### Records
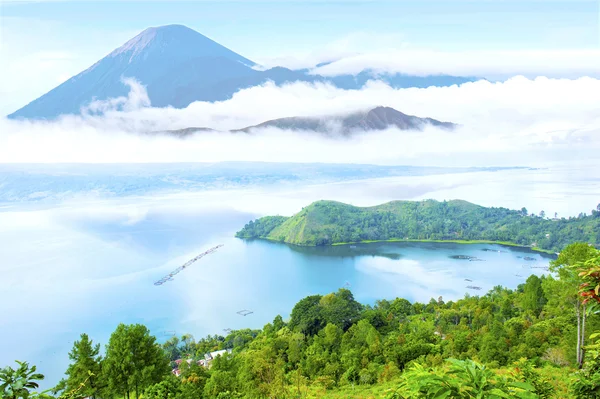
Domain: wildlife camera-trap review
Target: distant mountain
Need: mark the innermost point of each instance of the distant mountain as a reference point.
(162, 58)
(379, 118)
(179, 66)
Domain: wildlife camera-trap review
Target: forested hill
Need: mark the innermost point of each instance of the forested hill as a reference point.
(330, 222)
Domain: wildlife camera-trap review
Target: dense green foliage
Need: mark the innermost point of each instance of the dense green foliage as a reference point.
(329, 222)
(19, 382)
(504, 344)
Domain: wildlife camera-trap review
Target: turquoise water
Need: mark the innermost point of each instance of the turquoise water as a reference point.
(88, 271)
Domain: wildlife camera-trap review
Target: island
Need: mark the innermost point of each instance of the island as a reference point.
(335, 223)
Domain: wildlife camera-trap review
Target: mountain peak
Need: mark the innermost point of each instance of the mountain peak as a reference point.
(173, 41)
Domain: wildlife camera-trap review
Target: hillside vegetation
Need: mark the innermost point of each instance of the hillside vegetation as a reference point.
(523, 343)
(330, 222)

### Directions
What belongs in the answer is each line above, reproduced exactly, and no picture.

### Answer below
Domain: wildlife camera-trap review
Target: distant mountain
Need: mark the innermost point of each instance of the distant mountain as a reference point.
(162, 58)
(379, 118)
(179, 66)
Domain: wildlife camera-trap review
Target: forested hill
Need: mark the innermost point of each instance of the forested hill as a reference point.
(330, 222)
Domain: wildlife camera-trap review
Target: dense green foliage
Need: mark the innermost point of each instance of the dense green foliage as a reference point.
(329, 222)
(19, 382)
(504, 344)
Domain: wildlife camera-trap review
Target: turquoise water
Need: mark the innermost point of each instance of the turquoise water as a reference point.
(88, 271)
Domain: wildlife camera-trap review
Target: island
Need: mark the innermost point of each instance of the island as a reference point.
(335, 223)
Domain: wildlife camera-trap review
Target: mountain peak
Need: mark the innermost point of each instance of the mountain peak as a reference point.
(173, 41)
Domain: wildlife camera-trap review
Target: hillside vegetation
Need: mark the innermost point of each instance of the hillside vegetation as a reference point.
(523, 343)
(330, 222)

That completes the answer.